▶ _Work to complete_
Please copy the listing below line for line, without changing a single character.

Excerpts from a detection dataset

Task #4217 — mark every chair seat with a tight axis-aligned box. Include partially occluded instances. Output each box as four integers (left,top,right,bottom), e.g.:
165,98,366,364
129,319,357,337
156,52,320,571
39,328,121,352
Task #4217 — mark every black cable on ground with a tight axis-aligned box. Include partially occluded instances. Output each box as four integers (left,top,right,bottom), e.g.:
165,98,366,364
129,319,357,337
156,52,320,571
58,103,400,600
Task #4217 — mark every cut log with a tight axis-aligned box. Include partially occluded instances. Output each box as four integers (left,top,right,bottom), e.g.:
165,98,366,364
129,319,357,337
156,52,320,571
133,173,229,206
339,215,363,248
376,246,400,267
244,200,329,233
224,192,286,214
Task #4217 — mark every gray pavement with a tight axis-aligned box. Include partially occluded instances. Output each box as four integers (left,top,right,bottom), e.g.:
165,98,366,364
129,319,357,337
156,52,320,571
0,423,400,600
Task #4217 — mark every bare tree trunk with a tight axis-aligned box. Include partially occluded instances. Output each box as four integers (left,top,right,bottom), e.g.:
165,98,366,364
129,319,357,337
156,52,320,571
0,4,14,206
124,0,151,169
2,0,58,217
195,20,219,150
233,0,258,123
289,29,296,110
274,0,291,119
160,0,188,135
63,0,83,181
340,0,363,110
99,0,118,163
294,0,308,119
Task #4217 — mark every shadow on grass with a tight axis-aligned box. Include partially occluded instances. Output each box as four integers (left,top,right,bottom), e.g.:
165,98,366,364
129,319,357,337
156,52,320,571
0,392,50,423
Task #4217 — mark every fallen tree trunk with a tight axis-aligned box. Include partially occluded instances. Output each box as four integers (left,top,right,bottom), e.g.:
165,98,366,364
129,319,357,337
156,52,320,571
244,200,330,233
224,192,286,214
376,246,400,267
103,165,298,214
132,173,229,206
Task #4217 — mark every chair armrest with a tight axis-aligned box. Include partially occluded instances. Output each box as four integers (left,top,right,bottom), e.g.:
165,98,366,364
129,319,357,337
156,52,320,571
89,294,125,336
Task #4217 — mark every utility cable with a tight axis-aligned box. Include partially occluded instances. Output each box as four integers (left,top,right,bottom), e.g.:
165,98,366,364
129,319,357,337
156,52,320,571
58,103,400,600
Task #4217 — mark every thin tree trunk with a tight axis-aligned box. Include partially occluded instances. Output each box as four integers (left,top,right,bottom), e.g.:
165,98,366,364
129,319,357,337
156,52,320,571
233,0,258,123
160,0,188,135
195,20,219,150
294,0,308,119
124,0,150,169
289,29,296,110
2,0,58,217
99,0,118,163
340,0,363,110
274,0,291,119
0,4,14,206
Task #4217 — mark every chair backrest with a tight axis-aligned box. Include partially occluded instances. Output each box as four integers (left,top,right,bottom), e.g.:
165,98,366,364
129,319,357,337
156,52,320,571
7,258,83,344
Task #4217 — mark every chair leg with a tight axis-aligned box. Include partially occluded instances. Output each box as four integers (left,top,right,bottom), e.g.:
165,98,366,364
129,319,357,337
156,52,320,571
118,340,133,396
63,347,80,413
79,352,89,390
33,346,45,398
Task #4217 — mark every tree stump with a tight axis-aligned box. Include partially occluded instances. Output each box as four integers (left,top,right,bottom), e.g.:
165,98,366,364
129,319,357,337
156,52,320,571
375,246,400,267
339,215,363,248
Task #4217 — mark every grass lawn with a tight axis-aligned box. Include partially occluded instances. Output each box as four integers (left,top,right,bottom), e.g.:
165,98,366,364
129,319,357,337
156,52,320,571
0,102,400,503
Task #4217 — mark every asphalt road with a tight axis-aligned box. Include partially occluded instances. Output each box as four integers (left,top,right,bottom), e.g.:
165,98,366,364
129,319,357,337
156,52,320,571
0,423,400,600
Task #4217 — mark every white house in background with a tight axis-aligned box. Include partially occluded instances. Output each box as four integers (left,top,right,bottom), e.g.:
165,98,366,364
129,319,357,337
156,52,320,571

▶ _Exercise result_
Task #4217 — mark every chair seat with a tight axis-aligned box. Include partially occluded instances. Output each box as four integers (left,top,right,bottom), e.g.:
165,98,366,364
129,319,357,337
156,52,320,571
39,328,121,352
Task #4217 — mark every black cable on ground with a tight axis-aligned box. Include partially occluded instances. Output each box as four integers (left,top,right,bottom), e.g.:
165,98,366,364
129,319,357,337
156,52,320,571
58,103,400,600
Task #4217 — mark every cut log with a tight axis-aligned box. Include partially occluded instances. Output each box as four integers (left,top,right,bottom), e.g.:
165,98,366,364
129,319,357,337
156,52,320,571
133,173,229,206
339,215,363,248
376,246,400,267
244,200,329,233
224,192,286,214
Task #4217 — mark every gray pavement with a tight axis-aligned box. Include partially occluded instances. Output each box as four integers (left,top,right,bottom), e.g.:
165,98,366,364
129,319,357,337
156,52,320,571
0,423,400,600
Task #4217 — mark every bare tree trunk with a tight axis-aligned box. Include partially occluded instances. Output each box as four integers (left,top,right,bottom), e.g.:
165,98,366,364
129,319,357,337
156,52,320,571
0,4,14,206
124,0,151,169
2,0,58,217
195,20,219,150
233,0,258,123
289,29,296,110
274,0,291,119
160,0,188,135
63,0,83,181
340,0,363,110
99,0,118,163
294,0,308,119
Task #4217 — mark every shadow on grass with a tight axis-aligned box. Include partially occluded instances. Output each box as four integers (left,top,right,bottom), e.g.:
165,98,366,364
129,319,357,337
156,52,320,571
0,392,50,423
Task #4217 — mark every fallen tree trunk with a tight axis-aligned box. Include partially occluded instances. Output each box as four integers (left,top,right,bottom), e.g.:
165,98,366,364
129,319,357,337
156,52,320,571
244,200,330,233
224,192,286,214
376,246,400,267
103,165,298,214
132,173,229,206
Task #4217 — mark every chair armrest with a tight axis-aligned box. Include partially occluded instances. Output each box as four integers (left,top,right,bottom), e.g.:
165,98,366,364
129,319,357,337
156,52,320,571
89,294,125,336
Task #4217 — mark every utility cable with a tight axis-aligned box. Include partially occluded instances. Output each box as four integers (left,top,right,bottom), e.g.:
165,98,366,364
129,319,357,337
156,52,320,571
58,103,400,600
Task #4217 — mark every thin tree trunk with a tight axis-aligned box. Include partially occluded instances. Output each box as four integers (left,top,right,bottom), e.g.:
165,98,366,364
129,319,357,337
156,52,320,571
233,0,258,123
160,0,188,135
195,20,219,150
294,0,308,119
124,0,150,169
289,29,296,110
2,0,58,217
99,0,118,163
340,0,363,110
274,0,291,119
0,4,14,206
Task #4217 — mark every chair backrest with a tight axis-aligned box. Include partially occluded instances. Output each box as four integers (left,top,right,bottom), e.g.:
165,98,366,364
129,319,357,337
156,52,320,571
7,258,83,344
Task #4217 — mark every chair leg with a tight axis-aligned box. Include partially occluded instances. Output each box as four integers (left,top,right,bottom), e.g.:
165,98,366,364
129,319,357,337
156,52,320,571
118,340,133,396
63,347,80,413
79,352,89,390
33,346,45,398
Task #4217 — mark every tree stump with a tight axis-aligned box. Include partially occluded instances. Output each box as four integers (left,top,right,bottom), e.g.:
165,98,366,364
129,319,357,337
156,52,320,571
375,246,400,267
339,215,363,248
Task #4217 — mark every grass lawn with a tight axis-aligned box. Include partially occluded instances. Output each box as four integers (left,top,right,bottom), e.g.:
165,98,366,364
129,319,357,337
156,52,320,571
0,102,400,503
Task #4217 — mark every asphalt road with a tight axis-aligned box. Include partially occluded instances. Output each box as four integers (left,top,right,bottom), e.g.:
165,98,366,364
129,319,357,337
156,52,320,571
0,423,400,600
Task #4217 — mark every white house in background with a tight axis-aligned box. Include partially occluded instances. Output each box as four integers (left,top,right,bottom), e.g.:
165,98,366,364
129,319,357,337
156,52,320,571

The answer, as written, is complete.